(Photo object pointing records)
[start]
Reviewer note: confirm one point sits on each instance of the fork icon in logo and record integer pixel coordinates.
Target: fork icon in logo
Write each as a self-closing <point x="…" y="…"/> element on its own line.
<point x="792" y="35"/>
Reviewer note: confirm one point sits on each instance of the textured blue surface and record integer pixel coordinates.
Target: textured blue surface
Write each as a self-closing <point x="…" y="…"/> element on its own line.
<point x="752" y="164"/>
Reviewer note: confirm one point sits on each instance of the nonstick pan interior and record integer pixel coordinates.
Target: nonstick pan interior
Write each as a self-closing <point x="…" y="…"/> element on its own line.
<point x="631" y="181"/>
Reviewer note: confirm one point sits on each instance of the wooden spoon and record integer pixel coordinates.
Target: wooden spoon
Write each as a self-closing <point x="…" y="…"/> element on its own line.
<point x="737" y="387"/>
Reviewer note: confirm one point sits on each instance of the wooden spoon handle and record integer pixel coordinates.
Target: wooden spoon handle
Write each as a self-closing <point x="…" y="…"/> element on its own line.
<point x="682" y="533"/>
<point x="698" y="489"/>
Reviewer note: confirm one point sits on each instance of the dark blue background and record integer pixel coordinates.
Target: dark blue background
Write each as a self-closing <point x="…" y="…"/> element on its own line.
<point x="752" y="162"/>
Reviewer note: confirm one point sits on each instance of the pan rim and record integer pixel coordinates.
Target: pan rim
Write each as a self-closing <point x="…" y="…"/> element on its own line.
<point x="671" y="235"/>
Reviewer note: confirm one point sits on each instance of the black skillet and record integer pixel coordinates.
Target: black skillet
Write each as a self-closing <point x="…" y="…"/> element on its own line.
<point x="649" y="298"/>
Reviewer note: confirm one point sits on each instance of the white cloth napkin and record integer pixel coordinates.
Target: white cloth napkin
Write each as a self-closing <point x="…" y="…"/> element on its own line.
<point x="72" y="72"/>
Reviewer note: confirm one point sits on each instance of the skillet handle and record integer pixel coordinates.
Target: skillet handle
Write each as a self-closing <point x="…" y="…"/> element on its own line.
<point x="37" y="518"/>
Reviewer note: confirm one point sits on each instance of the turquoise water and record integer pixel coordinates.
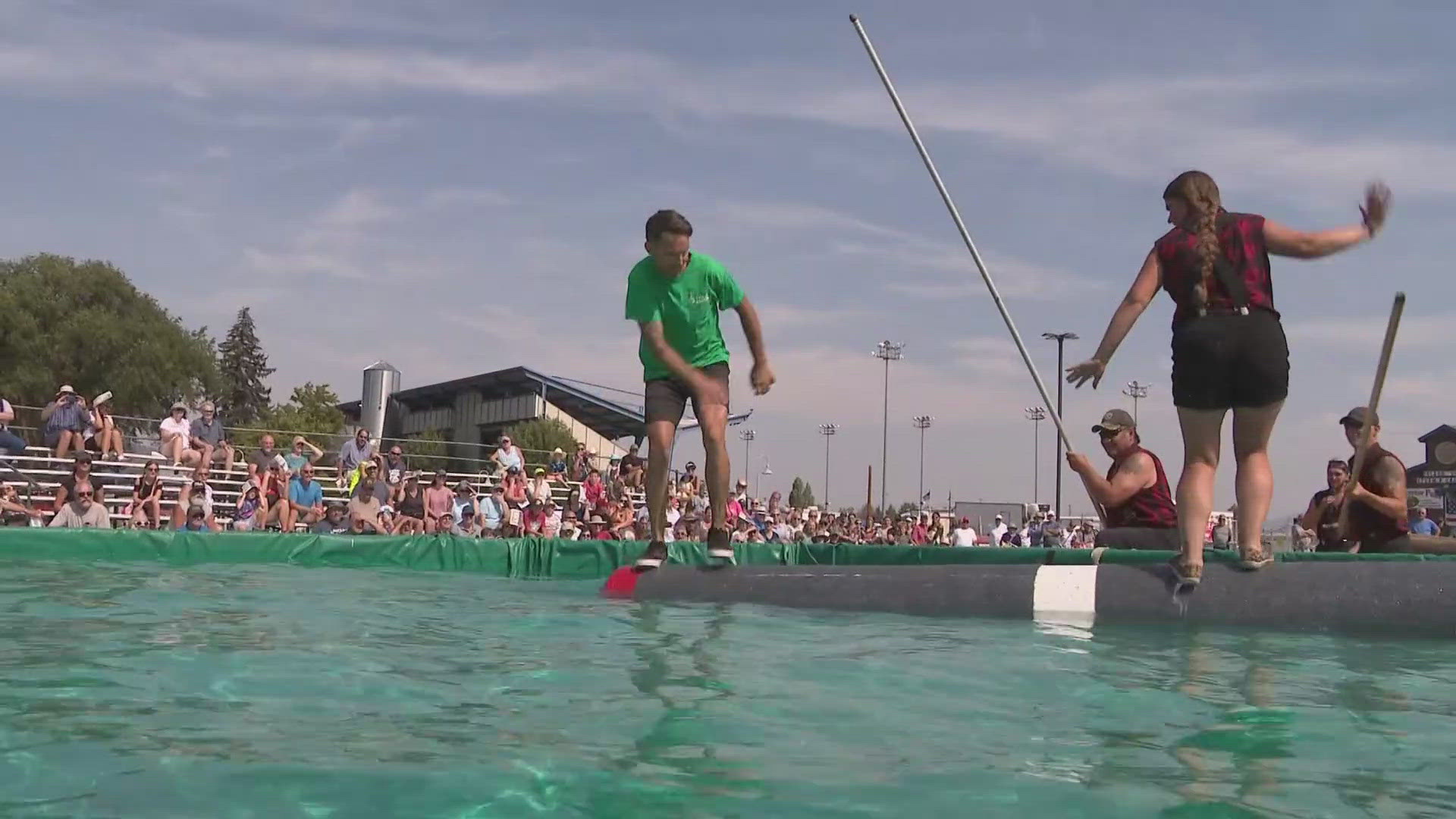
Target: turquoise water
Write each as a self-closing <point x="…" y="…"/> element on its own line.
<point x="270" y="691"/>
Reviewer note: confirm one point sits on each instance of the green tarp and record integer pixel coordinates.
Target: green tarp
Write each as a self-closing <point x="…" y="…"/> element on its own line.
<point x="533" y="557"/>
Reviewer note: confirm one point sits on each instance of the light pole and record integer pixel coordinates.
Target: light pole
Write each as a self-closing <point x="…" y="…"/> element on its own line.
<point x="1036" y="416"/>
<point x="747" y="442"/>
<point x="922" y="423"/>
<point x="1060" y="338"/>
<point x="1136" y="391"/>
<point x="827" y="430"/>
<point x="889" y="352"/>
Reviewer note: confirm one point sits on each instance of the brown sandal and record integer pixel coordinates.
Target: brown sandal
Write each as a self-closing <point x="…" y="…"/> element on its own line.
<point x="1185" y="573"/>
<point x="1256" y="558"/>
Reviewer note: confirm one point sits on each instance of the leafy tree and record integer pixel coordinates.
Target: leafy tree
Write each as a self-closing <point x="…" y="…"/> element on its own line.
<point x="801" y="496"/>
<point x="88" y="325"/>
<point x="539" y="436"/>
<point x="243" y="366"/>
<point x="427" y="453"/>
<point x="312" y="410"/>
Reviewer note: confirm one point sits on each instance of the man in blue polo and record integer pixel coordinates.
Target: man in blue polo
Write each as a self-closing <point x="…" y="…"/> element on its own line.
<point x="674" y="297"/>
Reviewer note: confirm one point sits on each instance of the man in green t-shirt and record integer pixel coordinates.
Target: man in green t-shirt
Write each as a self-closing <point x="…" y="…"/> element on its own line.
<point x="676" y="295"/>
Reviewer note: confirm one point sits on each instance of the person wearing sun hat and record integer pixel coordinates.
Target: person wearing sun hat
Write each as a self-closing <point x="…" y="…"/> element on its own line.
<point x="102" y="435"/>
<point x="1141" y="512"/>
<point x="64" y="422"/>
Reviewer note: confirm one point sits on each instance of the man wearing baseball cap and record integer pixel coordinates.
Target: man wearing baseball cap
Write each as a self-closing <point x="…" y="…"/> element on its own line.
<point x="1141" y="512"/>
<point x="1378" y="515"/>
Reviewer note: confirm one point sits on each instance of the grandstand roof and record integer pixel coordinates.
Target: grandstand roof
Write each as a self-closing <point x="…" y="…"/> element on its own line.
<point x="604" y="416"/>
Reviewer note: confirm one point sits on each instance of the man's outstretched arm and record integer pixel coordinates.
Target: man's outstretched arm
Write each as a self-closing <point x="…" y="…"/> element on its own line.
<point x="762" y="375"/>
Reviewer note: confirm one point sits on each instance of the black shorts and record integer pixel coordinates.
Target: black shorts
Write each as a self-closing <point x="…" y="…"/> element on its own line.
<point x="1139" y="538"/>
<point x="664" y="400"/>
<point x="1222" y="362"/>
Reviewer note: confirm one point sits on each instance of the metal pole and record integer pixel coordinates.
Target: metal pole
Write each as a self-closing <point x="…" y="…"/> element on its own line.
<point x="1036" y="414"/>
<point x="1136" y="391"/>
<point x="827" y="430"/>
<point x="889" y="352"/>
<point x="1060" y="338"/>
<point x="960" y="224"/>
<point x="922" y="423"/>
[end]
Leave the pictures out and write out every entry exactly as given.

• [Written reply]
Reviewer note: confirm one point sits on each instance of the fork icon in logo and record integer pixel coordinates.
Target: fork icon in logo
Write each as a self-closing <point x="…" y="…"/> element on its own line.
<point x="792" y="35"/>
Reviewer note: confirm one point sits on each instance of the textured blue surface and record integer pixel coordinates.
Target: textured blue surface
Write each as a self-closing <point x="…" y="…"/> element on its own line.
<point x="752" y="164"/>
Reviewer note: confirm one point sits on each instance of the nonstick pan interior and record integer pixel coordinates.
Target: nonstick pan interior
Write each as a self-closing <point x="…" y="…"/> element on its own line.
<point x="631" y="181"/>
Reviewer note: confirm one point sits on each instance of the wooden spoon and record integer pixel coordinates.
Target: wooden spoon
Write each as a self-closing <point x="…" y="…"/> element on its own line.
<point x="737" y="387"/>
Reviewer note: confirm one point sits on each instance of the wooden spoon handle and record integer pixel coordinates.
Target: wooden spoon handle
Write each as a self-closing <point x="…" y="…"/> element on its own line.
<point x="682" y="533"/>
<point x="698" y="489"/>
Reviewer note: confirm one point sits on each instance of the dark blue background and record integer pixel coordinates.
Target: dark blue background
Write each as a self-closing <point x="…" y="…"/> element on its own line.
<point x="752" y="162"/>
Reviewer note: confirm one point sits on each instance of the pan rim and record integer pixel coordinates.
Target: pan rim
Write each as a self-closing <point x="…" y="…"/> element on its own line.
<point x="671" y="235"/>
Reviewer note: confirm one point sits on each instance of the black skillet and record integer pixel coordinates.
Target: black skillet
Write each as a self-closing <point x="…" y="…"/> element on its own line.
<point x="649" y="298"/>
Reviewer note: confirm one point sits on each instance of the white cloth napkin and record integer pixel coordinates.
Target: white cloth napkin
Write each as a self-closing <point x="…" y="…"/> element on its own line.
<point x="72" y="72"/>
Reviewer note: confirm one point sits on each instance of the skillet handle and record integer pixel coordinates.
Target: skillet handle
Write each as a self-closing <point x="…" y="…"/> element on its own line.
<point x="37" y="518"/>
Reviewer note: confirm one point sits on each instance of the turquoise water and record integer pixel coordinates.
Target: turquoise water
Write each as a self-closing <point x="…" y="…"/> element on its own line.
<point x="270" y="691"/>
Reviewer note: confirm one point sits on each instance of the green tarp and record integer pixel coordinates.
Target: green tarp
Write each as a self-closing <point x="…" y="…"/> element on its own line.
<point x="533" y="557"/>
Reviewer note: confirm one point sits on each instance of the light pole and record integer pixel coordinates.
Target: light pole
Write each as a self-closing <point x="…" y="…"/> element on its own line.
<point x="1036" y="416"/>
<point x="747" y="442"/>
<point x="922" y="423"/>
<point x="1060" y="338"/>
<point x="1136" y="391"/>
<point x="827" y="430"/>
<point x="889" y="352"/>
Reviewer note: confirm one point sits on each instance of the brown sandal and record integer pixel coordinates.
Target: brown sandal
Write each as a self-closing <point x="…" y="…"/> element on its own line.
<point x="1185" y="573"/>
<point x="1256" y="558"/>
Reviewer note: confirm one point sits on each instance of the leafy tree and record integer pixel coordinates.
Target: leafy tree
Write each as a self-closing <point x="…" y="…"/> element on its own line.
<point x="801" y="496"/>
<point x="88" y="325"/>
<point x="539" y="436"/>
<point x="243" y="366"/>
<point x="427" y="453"/>
<point x="312" y="410"/>
Reviewer note: confirm one point sits on each instance of the man in blue polo and record integer pixel coordinates.
Target: man in blue polo
Write each as a self-closing <point x="…" y="…"/> element on its own line.
<point x="674" y="297"/>
Reviewer note: confirm one point sits on each instance of the man in green t-shirt and record integer pixel coordinates.
Target: man in green t-shirt
Write each as a self-closing <point x="…" y="…"/> element on its own line.
<point x="676" y="295"/>
Reviewer note: confirm one point sits on each instance of the person wearing sun hat and record integer pixel coordinates.
Target: person wearing sun hat
Write each as a self-closing <point x="…" y="…"/> element on its own line.
<point x="102" y="435"/>
<point x="1141" y="512"/>
<point x="64" y="422"/>
Reviewer note: confirm one point sits on each instance of the man wearing baseball cap and record integer pixel coordinates.
Target: man wearing baseball cap
Write each as a self-closing <point x="…" y="…"/> element on its own line.
<point x="1141" y="512"/>
<point x="1378" y="515"/>
Reviewer note: confirm one point sits on each instance of the grandstand roof and record integer pixel coordinates.
Target: grandstand roof
Write each as a self-closing <point x="…" y="…"/> element on its own line.
<point x="604" y="416"/>
Reviewer note: confirm one point sits on each instance of the man's outstretched arm and record integer pixel coordinates.
Target: man's outstretched arm
Write each as a self-closing <point x="…" y="…"/> element on its own line.
<point x="762" y="375"/>
Reviewer note: confirm one point sits on each instance of the black shorts and record integer pixel coordinates.
Target: black shorts
Write each as a self-closing <point x="…" y="…"/> element on its own line.
<point x="1139" y="538"/>
<point x="664" y="400"/>
<point x="1222" y="362"/>
Reviewer note: confirm one point sits on each instance of the metal pole and record integer pixel coordinates.
Target: metal pole
Write each as a self-closing <point x="…" y="…"/> element on its own line.
<point x="1036" y="414"/>
<point x="1136" y="391"/>
<point x="827" y="430"/>
<point x="889" y="352"/>
<point x="1060" y="338"/>
<point x="960" y="224"/>
<point x="922" y="423"/>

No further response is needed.